*Records supplied*.

======

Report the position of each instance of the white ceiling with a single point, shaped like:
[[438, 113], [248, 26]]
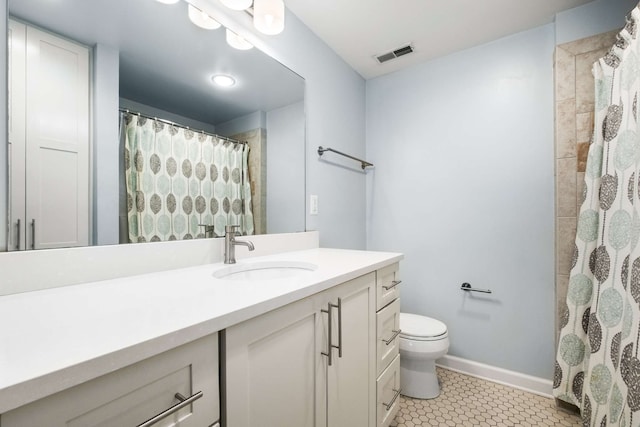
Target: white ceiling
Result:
[[165, 61], [359, 30]]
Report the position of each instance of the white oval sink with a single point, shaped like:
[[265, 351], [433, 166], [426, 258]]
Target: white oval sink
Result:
[[265, 270]]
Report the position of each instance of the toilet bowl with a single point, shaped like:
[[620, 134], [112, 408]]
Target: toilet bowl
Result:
[[422, 341]]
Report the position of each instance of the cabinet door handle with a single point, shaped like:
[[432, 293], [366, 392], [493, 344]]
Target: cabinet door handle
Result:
[[329, 344], [396, 332], [33, 234], [184, 401], [339, 307], [390, 404], [394, 283], [18, 235]]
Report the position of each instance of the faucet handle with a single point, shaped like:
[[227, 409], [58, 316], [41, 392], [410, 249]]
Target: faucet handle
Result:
[[230, 228], [208, 229]]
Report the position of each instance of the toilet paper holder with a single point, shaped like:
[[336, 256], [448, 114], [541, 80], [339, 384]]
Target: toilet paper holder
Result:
[[467, 287]]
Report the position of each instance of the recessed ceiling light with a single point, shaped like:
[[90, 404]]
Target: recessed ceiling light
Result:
[[201, 19], [223, 80]]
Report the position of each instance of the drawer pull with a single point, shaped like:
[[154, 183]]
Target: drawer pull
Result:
[[390, 404], [184, 401], [339, 307], [394, 283], [396, 332], [329, 333]]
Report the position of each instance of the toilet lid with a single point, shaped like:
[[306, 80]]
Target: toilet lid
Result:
[[421, 326]]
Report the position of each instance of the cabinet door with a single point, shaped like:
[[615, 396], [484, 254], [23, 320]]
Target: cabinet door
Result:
[[275, 373], [57, 142], [351, 378], [132, 395]]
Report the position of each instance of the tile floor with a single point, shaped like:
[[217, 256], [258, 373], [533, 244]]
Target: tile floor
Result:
[[469, 401]]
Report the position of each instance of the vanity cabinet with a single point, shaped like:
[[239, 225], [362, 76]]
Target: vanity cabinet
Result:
[[135, 394], [49, 140], [387, 344], [278, 371]]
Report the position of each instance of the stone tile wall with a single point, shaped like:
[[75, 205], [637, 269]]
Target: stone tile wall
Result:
[[574, 107]]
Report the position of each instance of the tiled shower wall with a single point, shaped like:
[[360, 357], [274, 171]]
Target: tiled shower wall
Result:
[[574, 104]]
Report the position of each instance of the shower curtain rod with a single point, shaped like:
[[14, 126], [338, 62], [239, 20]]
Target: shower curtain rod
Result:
[[169, 122]]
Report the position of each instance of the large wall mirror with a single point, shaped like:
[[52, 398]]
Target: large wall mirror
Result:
[[114, 120]]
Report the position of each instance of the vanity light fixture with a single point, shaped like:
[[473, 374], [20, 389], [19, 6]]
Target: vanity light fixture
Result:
[[223, 80], [201, 19], [237, 4], [237, 42], [268, 16]]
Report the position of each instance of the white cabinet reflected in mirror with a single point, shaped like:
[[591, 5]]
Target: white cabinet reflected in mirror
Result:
[[118, 134]]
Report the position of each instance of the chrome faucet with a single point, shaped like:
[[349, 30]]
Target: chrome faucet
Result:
[[230, 244]]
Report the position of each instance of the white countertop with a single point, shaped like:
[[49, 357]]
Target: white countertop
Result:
[[54, 339]]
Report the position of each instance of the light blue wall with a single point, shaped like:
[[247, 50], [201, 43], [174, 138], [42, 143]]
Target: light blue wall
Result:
[[335, 117], [593, 18], [285, 179], [463, 185]]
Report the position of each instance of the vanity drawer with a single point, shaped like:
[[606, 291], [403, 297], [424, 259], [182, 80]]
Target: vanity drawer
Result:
[[387, 281], [388, 338], [136, 393], [388, 393]]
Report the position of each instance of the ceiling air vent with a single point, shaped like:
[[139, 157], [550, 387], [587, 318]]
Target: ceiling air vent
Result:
[[394, 54]]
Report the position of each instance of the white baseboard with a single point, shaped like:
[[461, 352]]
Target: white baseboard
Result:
[[517, 380]]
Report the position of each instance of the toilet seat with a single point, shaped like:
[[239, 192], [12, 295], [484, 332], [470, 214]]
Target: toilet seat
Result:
[[421, 328]]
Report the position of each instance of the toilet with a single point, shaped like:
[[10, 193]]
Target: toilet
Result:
[[422, 341]]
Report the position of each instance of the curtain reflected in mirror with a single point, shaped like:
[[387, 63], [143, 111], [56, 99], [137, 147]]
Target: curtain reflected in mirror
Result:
[[182, 184], [191, 179]]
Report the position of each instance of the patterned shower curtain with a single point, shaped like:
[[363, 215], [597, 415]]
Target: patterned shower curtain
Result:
[[597, 366], [178, 180]]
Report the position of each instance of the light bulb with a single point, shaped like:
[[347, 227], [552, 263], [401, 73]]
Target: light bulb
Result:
[[201, 19], [237, 42], [237, 4], [268, 16]]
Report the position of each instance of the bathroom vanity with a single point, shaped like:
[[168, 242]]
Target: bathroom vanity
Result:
[[282, 340]]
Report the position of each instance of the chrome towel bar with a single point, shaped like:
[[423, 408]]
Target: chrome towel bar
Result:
[[363, 163], [467, 287]]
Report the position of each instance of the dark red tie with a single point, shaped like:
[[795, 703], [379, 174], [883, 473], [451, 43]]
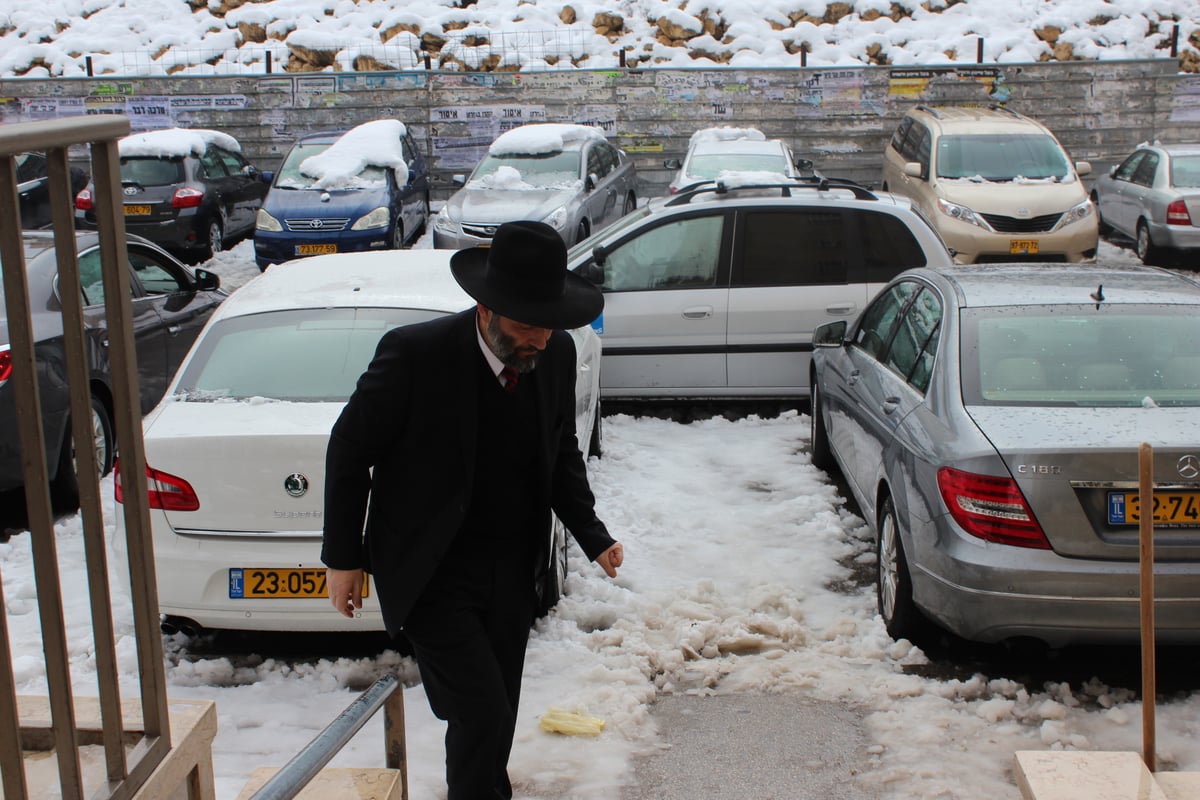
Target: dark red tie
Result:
[[510, 378]]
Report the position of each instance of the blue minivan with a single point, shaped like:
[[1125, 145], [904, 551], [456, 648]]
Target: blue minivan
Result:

======

*Work instructions*. Repeat the material above word for word, but omit the pictures.

*Result of the task*.
Report the position of each instance of the white ceiling with a single point, shaped like:
[[438, 113], [248, 26]]
Target: white ceiling
Result:
[[165, 61], [359, 30]]
Report the position of each instance of the white oval sink with a single point, shaped like:
[[265, 351], [433, 166], [426, 258]]
Target: white oval sink
Result:
[[265, 270]]
Report the position of each instance of the toilet bowl with a single point, shaped like:
[[620, 134], [112, 408]]
Target: toilet bowl
Result:
[[422, 341]]
Report the position of each instance of the cabinet door handle with a single point, shaped like:
[[432, 293], [366, 392], [493, 344]]
Target: cabinet door handle
Result:
[[329, 344], [396, 332], [33, 234], [184, 401], [339, 307], [390, 404], [394, 283], [18, 235]]
Report the position of each instance of the faucet handle with a single point, shaped like:
[[227, 409], [58, 316], [41, 392], [410, 249]]
Target: faucet handle
Result:
[[230, 228], [208, 229]]
Report the position of each instance of the toilet paper holder with a single point, shaped like:
[[336, 256], [448, 114], [541, 80], [339, 384]]
Target: toilet paper holder
Result:
[[467, 287]]
Report the position of each instance of the recessed ceiling light with a single point, shaped like:
[[90, 404]]
Target: recessed ceiling light
Result:
[[201, 19], [223, 80]]
Report the position of each instance of the drawer pull with a single point, shaped like:
[[154, 183]]
Target: drawer pull
Result:
[[390, 404], [184, 401], [339, 307], [394, 283], [396, 332], [329, 333]]
Report the position of each instance of the toilet lid with a single point, shaped like:
[[306, 80]]
Target: toilet lid
Result:
[[421, 326]]
Report the position of each instance of the cabinet door with a single point, shaped like:
[[615, 396], [484, 254], [23, 320]]
Target: cabinet door
Result:
[[275, 373], [57, 142], [351, 378], [132, 395]]
Report the position of each instance of the tile floor with a single point, shaped like:
[[217, 256], [258, 373], [533, 244]]
Target: tile floor
Result:
[[469, 401]]
Report the position of each instance of the vanity cabinet with a single point, shaped like:
[[239, 225], [362, 76]]
Target: vanity cabinet
Result:
[[135, 394], [49, 140], [387, 344], [278, 371]]
Report the position of each instance of the stone tile wall with a single point, shaped like:
[[75, 205], [637, 269]]
Target: stone tile wall
Result:
[[574, 107]]
Report the position of each instance of the tiled shower wall with a single point, shaped like:
[[360, 357], [274, 171]]
Target: tiled shower wall
Result:
[[574, 104]]
Report the position of each instance of the shower curtain rod with a single point, shaped like:
[[14, 126], [338, 62], [239, 20]]
Target: shower curtain rod
Result:
[[169, 122]]
Report the position of each instance of the large wall mirror with a single point, shaped like:
[[52, 398]]
Target: large wall mirror
Result:
[[114, 120]]
Report the position of each instance of the vanity light fixture with a single point, shaped like:
[[473, 374], [20, 389], [19, 6]]
Target: vanity light fixture
Result:
[[223, 80], [201, 19], [237, 4], [237, 42], [268, 16]]
Report the position of each instance of the white cabinet reflected in mirror with a single point, shaped like:
[[591, 5]]
Target: white cabinet reflected in mirror
Result:
[[118, 134]]
Report the position of each instance of the chrome faucet with a single point, shaped like:
[[349, 30]]
Target: chrome faucet
Result:
[[230, 244]]
Report the position of each instance of the white countertop with a single point, shaped like:
[[49, 357]]
Target: white countertop
Result:
[[54, 339]]
Report the position of each instance of the light blue wall with a single point, shaped like:
[[247, 50], [201, 43], [174, 138], [42, 143]]
Target: light blue wall
Result:
[[335, 117], [593, 18], [285, 179], [463, 185]]
Report the position of each instance of the vanity drawer with a single point, shaped like:
[[606, 291], [403, 297], [424, 259], [182, 80]]
Target: vanity drawer
Result:
[[387, 281], [388, 338], [136, 393], [388, 393]]
Report the position of each instance of the ceiling air vent with a single point, shaped like:
[[139, 157], [550, 387], [587, 318]]
Target: ceiling air vent
Result:
[[394, 54]]
Report the position of each instance of the white baseboard with a single point, shaped like:
[[461, 352]]
Target: white baseboard
Result:
[[517, 380]]
Report the position of each instance of the toilet seat with a single point, shaped like:
[[239, 192], [12, 295], [484, 332], [470, 214]]
Target: toilet seat
Result:
[[421, 328]]
Report the position of each instance of the toilet with a single point, shaped like:
[[10, 193]]
Target: toilet
Result:
[[422, 341]]
Report the position of each instance of the curtain reflected in mirror with a single point, shaped like:
[[387, 63], [143, 111], [56, 99], [137, 147]]
Target: curtain reflected in mirror
Result:
[[182, 184], [191, 179]]
Report the position of each instance of the patterned shower curtain with a single point, shaped like:
[[363, 215], [597, 415]]
Target: patterned shower curtain
Result:
[[597, 366], [178, 180]]
Report the position of each instance of the light bulb with a single point, shaped like:
[[347, 227], [552, 263], [401, 73]]
Target: light bulb
Result:
[[201, 19], [237, 42], [237, 4], [268, 16]]
Report the position of each instance of the bathroom vanity with a single point, shaped like:
[[168, 242]]
Target: bathroom vanity
Result:
[[282, 340]]
Report the position of each instance of the chrome towel bar with a single point, shaped like:
[[423, 408]]
Target: chrome towel bar
Result:
[[363, 163], [467, 287]]
Report the position of each instance of the dark red tie with a single point, shaped like:
[[795, 703], [379, 174], [883, 473], [451, 43]]
Target: dark red tie
Result:
[[510, 378]]
Report the position of each instance of the blue minivan with a single point, shaped like:
[[1125, 145], [904, 551], [456, 648]]
Target: blue minivan
Result:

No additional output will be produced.